**DATASET:**
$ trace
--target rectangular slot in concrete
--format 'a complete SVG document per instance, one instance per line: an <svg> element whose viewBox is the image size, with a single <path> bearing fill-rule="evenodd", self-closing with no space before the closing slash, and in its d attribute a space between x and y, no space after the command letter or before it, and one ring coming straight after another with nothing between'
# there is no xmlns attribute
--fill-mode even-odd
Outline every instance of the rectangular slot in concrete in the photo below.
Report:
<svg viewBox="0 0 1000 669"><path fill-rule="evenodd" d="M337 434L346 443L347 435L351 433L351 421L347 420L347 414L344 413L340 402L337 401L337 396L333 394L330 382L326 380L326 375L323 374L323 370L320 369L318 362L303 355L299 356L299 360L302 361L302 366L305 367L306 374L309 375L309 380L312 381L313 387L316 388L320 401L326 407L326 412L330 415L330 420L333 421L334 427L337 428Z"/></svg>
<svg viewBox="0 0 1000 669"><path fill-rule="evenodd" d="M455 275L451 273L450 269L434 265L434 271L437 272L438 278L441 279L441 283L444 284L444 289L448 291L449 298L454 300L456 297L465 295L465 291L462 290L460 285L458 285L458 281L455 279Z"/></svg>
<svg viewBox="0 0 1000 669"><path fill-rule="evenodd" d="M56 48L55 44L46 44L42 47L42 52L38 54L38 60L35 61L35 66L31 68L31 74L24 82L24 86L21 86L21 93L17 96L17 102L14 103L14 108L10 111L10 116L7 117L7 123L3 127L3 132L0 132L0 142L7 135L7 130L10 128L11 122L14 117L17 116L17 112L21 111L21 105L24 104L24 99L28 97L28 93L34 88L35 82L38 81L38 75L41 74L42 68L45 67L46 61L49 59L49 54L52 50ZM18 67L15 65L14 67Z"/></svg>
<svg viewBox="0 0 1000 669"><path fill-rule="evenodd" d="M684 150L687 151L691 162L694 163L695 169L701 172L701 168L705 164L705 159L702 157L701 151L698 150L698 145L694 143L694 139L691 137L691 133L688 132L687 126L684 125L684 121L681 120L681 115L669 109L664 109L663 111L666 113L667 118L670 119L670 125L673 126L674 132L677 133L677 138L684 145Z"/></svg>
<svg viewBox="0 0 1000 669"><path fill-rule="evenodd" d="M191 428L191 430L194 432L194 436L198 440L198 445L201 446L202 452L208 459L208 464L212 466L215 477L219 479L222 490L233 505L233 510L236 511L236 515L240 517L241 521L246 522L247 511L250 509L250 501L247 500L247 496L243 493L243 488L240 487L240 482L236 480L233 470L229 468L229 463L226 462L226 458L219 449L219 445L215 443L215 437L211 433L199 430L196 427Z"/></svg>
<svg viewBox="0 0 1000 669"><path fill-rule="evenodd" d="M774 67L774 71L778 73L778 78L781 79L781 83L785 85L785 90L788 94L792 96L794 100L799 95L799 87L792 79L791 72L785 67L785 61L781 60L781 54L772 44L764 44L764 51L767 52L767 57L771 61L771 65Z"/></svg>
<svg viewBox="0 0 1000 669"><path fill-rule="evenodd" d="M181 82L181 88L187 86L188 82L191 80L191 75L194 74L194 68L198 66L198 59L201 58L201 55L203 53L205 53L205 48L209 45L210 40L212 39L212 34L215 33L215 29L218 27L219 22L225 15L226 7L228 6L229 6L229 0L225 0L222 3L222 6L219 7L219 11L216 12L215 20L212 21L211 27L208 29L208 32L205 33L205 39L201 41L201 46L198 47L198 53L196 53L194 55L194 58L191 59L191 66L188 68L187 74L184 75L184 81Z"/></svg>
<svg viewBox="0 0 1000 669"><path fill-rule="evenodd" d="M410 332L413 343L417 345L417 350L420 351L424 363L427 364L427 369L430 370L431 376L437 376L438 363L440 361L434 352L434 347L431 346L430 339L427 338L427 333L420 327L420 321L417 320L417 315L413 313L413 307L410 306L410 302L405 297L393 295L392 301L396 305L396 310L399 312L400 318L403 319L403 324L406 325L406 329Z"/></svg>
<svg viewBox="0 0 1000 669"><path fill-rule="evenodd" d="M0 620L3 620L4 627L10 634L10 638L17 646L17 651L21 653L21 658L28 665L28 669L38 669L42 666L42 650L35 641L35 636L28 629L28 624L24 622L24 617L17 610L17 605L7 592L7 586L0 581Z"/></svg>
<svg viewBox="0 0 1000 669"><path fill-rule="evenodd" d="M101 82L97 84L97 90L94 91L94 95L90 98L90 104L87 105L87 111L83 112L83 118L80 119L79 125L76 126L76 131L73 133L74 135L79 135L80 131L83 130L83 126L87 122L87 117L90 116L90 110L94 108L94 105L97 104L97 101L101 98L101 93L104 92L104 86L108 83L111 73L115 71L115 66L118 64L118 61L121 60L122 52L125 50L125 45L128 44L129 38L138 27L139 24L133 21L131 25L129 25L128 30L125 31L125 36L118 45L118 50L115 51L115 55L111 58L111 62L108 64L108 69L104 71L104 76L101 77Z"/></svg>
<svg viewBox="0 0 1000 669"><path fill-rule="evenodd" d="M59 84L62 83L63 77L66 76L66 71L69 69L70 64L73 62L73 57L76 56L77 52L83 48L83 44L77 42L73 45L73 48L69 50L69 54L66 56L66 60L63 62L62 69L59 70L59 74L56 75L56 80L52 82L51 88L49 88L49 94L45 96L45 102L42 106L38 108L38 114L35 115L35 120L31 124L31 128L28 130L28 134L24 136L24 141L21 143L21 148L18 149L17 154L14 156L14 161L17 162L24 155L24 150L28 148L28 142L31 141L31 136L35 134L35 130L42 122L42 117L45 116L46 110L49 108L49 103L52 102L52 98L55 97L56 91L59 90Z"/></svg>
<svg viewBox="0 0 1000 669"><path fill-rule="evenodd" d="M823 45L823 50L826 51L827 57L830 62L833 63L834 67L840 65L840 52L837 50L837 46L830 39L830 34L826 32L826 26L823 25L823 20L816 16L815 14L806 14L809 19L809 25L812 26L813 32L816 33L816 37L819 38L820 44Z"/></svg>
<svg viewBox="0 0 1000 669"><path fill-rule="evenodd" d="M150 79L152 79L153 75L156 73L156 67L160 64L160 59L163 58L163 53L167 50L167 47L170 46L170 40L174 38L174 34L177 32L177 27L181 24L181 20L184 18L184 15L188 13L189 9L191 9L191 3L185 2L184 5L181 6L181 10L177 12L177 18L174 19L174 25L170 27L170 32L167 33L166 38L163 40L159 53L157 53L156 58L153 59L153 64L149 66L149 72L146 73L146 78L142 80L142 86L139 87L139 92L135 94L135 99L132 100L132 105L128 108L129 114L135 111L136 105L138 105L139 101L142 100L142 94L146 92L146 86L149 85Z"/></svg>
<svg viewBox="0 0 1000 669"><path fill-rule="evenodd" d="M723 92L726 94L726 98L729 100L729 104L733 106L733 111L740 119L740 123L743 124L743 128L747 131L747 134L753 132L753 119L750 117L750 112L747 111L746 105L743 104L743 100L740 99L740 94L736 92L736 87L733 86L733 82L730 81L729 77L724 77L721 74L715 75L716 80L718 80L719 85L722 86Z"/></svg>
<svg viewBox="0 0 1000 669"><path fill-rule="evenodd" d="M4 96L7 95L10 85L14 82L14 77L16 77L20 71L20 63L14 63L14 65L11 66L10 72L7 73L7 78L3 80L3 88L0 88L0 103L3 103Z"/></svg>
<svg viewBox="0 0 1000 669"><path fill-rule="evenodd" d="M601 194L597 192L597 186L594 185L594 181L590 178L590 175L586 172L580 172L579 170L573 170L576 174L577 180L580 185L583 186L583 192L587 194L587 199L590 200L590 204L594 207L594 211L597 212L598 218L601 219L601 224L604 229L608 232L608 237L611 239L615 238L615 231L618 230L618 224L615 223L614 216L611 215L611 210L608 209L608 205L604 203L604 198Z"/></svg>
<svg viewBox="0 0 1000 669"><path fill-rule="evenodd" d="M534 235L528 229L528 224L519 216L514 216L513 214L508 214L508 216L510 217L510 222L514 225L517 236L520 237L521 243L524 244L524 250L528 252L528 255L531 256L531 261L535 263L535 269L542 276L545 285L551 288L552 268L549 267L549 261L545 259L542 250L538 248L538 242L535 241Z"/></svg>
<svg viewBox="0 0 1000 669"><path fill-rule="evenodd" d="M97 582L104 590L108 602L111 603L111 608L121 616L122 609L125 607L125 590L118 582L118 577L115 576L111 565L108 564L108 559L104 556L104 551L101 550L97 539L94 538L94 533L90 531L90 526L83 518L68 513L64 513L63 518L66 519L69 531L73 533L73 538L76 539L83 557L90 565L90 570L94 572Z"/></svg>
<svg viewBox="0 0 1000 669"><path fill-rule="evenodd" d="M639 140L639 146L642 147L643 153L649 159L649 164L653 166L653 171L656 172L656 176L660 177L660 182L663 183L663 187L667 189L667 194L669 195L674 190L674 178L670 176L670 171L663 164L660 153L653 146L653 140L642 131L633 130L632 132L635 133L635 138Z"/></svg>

**WORK REQUEST:**
Lines after the one containing "Outline every instance" are not part of the task. Output the entries exactly from their first line through that one.

**ANSWER SPACE:**
$ trace
--target rectangular slot in concrete
--format 'a complete SVG document per instance, one instance per line: an <svg> element whose viewBox is the image size, with a single <path> bearing fill-rule="evenodd", self-closing with no space before the closing slash, and in its d attribute a space between x and y, no space after the command letter or before it, and one ring coming straight after another with nothing between'
# there is no xmlns attribute
--fill-mode even-odd
Outline every instance of the rectangular slot in concrete in the photo below.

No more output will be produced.